**WORK TO COMPLETE:**
For the data that follows, report how many lines contain the word "curb", and nothing else.

[Stored data]

□ □ □

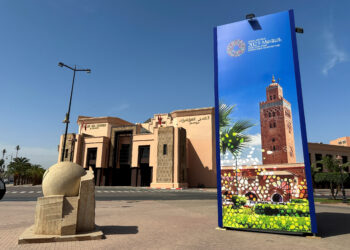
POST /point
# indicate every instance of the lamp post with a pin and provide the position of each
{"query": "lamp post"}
(66, 120)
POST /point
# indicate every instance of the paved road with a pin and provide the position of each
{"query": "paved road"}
(31, 193)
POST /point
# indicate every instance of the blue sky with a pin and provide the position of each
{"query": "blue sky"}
(145, 56)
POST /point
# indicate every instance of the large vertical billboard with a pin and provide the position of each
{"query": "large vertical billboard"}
(264, 177)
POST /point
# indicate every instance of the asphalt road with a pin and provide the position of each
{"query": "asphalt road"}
(31, 193)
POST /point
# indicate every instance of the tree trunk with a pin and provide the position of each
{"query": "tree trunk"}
(332, 190)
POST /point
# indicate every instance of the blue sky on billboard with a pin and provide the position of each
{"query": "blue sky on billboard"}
(145, 56)
(243, 78)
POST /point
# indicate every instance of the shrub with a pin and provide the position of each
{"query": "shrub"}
(299, 201)
(239, 201)
(289, 209)
(238, 219)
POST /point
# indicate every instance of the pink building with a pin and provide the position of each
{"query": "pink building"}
(170, 150)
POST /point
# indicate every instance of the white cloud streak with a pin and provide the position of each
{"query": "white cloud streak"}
(335, 54)
(45, 157)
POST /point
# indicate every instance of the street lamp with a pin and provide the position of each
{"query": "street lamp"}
(66, 120)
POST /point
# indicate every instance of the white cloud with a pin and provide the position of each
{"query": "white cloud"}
(335, 54)
(116, 110)
(255, 140)
(45, 157)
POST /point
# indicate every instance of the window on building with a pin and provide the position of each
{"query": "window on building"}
(344, 159)
(318, 157)
(329, 156)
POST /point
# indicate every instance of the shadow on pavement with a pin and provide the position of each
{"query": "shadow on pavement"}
(333, 224)
(110, 230)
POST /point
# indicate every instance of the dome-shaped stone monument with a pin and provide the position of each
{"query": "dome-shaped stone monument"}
(63, 178)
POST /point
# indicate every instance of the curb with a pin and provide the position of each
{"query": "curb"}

□ □ □

**TASK RESPONSE:**
2